Copy out every line of the records in which "lattice" can be found.
===== TASK INPUTS =====
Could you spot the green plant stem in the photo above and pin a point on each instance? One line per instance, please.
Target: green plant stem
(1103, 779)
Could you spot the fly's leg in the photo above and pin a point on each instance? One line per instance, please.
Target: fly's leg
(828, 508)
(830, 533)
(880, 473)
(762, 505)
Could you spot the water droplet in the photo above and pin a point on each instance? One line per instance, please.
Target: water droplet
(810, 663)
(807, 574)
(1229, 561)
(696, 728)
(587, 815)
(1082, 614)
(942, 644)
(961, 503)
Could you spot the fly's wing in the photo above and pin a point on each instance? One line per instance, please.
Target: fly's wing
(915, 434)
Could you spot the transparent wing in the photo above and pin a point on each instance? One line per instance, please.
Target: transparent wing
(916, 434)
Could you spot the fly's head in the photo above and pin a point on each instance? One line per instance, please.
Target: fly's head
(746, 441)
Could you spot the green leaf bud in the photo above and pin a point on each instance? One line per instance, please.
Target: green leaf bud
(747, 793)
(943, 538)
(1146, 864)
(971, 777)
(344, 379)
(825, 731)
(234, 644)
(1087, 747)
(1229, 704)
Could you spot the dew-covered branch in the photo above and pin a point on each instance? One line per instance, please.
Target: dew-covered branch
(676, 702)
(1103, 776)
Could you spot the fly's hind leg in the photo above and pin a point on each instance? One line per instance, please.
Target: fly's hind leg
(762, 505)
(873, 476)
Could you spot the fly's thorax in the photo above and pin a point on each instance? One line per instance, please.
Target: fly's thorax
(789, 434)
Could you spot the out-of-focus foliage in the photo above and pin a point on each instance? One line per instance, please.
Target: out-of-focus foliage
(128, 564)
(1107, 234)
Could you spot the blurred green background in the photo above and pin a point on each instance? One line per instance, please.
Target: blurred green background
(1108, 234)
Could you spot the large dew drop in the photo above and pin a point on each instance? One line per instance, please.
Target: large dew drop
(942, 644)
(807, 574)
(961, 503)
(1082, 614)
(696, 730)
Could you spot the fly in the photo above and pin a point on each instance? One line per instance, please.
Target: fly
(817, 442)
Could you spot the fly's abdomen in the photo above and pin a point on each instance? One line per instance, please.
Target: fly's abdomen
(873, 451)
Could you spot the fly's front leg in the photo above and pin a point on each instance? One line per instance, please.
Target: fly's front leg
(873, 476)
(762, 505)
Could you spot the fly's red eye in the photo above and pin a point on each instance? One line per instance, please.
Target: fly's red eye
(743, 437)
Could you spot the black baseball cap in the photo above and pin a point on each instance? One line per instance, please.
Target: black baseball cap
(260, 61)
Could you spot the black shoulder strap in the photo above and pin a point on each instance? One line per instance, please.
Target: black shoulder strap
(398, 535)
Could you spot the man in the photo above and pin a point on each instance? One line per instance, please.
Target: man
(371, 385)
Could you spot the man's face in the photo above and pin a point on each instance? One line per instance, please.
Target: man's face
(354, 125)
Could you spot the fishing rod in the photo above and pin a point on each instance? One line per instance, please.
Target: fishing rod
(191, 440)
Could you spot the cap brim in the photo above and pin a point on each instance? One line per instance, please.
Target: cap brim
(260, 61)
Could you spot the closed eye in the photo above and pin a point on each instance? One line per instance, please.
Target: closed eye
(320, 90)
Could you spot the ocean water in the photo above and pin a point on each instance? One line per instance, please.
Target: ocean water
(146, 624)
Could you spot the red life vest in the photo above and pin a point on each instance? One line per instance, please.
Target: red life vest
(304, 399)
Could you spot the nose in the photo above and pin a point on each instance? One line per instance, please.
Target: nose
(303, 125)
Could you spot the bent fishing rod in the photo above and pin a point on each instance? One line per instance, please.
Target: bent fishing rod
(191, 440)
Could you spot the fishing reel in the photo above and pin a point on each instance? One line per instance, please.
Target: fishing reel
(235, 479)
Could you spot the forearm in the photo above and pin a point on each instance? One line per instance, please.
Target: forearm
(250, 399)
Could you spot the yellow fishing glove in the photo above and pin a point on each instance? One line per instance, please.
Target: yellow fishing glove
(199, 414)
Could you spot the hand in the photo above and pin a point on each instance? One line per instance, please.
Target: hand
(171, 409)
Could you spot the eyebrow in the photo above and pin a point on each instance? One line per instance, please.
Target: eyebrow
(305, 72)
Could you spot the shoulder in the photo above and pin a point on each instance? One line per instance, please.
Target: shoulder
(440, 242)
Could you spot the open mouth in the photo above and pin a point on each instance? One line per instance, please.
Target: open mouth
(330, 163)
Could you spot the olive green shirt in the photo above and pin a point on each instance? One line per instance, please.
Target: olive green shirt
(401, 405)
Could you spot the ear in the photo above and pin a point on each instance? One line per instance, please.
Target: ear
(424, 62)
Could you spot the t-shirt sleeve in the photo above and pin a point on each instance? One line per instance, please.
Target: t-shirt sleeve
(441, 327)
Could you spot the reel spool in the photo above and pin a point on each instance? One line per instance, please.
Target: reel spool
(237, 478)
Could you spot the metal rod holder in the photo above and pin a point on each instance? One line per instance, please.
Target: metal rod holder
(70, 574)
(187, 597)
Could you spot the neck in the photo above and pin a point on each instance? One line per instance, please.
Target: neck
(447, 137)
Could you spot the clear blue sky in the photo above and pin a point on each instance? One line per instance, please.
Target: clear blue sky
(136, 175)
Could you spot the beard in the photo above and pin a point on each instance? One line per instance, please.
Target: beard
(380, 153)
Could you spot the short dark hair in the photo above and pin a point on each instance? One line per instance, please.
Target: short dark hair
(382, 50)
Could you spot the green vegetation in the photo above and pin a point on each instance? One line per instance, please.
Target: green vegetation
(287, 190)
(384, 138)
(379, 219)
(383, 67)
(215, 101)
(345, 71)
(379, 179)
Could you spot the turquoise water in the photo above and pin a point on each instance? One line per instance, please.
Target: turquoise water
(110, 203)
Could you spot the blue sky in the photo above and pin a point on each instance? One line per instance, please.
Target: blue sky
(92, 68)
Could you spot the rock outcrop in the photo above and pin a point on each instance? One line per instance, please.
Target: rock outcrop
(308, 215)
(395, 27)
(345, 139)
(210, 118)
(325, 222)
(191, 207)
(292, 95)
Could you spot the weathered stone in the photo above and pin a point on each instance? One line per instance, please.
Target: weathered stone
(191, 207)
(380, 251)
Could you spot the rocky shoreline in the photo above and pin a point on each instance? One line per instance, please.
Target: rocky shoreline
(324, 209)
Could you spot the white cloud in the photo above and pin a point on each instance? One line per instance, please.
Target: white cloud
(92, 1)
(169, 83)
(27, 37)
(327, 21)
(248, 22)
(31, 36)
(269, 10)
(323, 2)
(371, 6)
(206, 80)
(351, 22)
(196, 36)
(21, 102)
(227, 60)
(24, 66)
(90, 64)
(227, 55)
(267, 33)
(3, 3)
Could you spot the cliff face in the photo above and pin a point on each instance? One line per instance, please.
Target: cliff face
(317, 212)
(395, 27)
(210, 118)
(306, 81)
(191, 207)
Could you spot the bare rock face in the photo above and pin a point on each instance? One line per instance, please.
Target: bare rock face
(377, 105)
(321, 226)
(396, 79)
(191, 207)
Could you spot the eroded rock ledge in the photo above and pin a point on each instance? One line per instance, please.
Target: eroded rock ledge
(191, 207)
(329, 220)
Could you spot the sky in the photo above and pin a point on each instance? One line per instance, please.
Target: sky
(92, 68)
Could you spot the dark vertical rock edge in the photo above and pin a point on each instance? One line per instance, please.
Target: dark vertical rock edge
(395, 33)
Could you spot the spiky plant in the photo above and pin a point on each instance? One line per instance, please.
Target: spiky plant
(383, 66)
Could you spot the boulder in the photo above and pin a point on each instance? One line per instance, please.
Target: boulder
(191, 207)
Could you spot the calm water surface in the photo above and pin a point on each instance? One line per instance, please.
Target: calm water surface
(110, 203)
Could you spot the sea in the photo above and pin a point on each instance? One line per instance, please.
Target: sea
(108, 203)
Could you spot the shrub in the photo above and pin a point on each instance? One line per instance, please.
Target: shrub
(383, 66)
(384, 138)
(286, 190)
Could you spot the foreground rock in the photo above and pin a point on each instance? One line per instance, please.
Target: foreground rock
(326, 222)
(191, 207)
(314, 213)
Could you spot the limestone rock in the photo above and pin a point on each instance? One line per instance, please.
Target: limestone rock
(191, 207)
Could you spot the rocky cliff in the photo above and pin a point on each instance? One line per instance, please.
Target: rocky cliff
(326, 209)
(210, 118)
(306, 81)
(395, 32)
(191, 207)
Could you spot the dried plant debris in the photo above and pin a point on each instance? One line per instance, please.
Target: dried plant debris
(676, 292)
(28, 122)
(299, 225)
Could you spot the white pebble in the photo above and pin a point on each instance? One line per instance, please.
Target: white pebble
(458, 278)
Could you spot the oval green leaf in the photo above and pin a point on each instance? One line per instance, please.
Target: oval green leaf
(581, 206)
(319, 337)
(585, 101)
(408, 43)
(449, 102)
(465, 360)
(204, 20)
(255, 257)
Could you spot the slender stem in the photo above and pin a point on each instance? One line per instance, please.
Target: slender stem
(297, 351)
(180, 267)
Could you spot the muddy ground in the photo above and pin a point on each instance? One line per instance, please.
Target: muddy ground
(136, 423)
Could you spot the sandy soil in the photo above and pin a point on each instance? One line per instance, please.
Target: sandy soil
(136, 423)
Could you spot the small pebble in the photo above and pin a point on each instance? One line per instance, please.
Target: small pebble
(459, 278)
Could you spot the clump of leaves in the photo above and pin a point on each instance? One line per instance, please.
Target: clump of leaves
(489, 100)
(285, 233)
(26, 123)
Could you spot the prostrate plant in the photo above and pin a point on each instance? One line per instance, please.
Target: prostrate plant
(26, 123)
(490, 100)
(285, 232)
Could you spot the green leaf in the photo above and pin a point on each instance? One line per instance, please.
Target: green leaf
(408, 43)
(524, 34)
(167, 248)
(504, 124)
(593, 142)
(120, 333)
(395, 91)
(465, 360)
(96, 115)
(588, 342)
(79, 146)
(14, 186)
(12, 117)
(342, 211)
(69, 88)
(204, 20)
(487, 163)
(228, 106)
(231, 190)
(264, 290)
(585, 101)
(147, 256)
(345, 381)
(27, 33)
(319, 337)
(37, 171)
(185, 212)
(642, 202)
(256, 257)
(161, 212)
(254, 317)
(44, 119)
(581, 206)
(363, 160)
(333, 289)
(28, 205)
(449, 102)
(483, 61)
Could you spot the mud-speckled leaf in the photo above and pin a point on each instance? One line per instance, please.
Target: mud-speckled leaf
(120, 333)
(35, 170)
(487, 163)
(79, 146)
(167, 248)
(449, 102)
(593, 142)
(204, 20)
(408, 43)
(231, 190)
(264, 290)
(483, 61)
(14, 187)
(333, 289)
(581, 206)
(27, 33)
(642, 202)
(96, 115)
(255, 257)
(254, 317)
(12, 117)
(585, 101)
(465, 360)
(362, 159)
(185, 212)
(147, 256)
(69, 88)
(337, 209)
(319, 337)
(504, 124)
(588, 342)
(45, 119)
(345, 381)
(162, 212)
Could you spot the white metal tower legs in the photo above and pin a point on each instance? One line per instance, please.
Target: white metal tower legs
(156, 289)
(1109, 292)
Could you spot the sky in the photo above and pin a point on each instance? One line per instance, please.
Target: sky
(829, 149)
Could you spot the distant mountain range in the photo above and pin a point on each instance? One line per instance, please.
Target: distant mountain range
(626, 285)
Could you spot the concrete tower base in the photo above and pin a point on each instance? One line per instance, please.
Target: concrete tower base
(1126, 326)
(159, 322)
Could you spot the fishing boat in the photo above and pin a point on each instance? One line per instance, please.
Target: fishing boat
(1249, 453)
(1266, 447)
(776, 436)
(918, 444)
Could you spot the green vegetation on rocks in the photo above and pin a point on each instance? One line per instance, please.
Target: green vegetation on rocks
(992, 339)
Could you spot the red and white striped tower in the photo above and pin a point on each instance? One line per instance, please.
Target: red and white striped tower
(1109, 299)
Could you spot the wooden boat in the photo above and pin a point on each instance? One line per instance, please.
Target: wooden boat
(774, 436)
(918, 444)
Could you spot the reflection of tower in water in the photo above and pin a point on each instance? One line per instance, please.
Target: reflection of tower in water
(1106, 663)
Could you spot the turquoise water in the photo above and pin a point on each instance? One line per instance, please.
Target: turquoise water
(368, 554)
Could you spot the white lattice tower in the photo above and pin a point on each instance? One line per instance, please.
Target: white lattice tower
=====
* WRITTEN SOLUTION:
Could you spot the white lattice tower in the photo above and pin a point on each instance? One line per instance, please.
Target: white lattice tower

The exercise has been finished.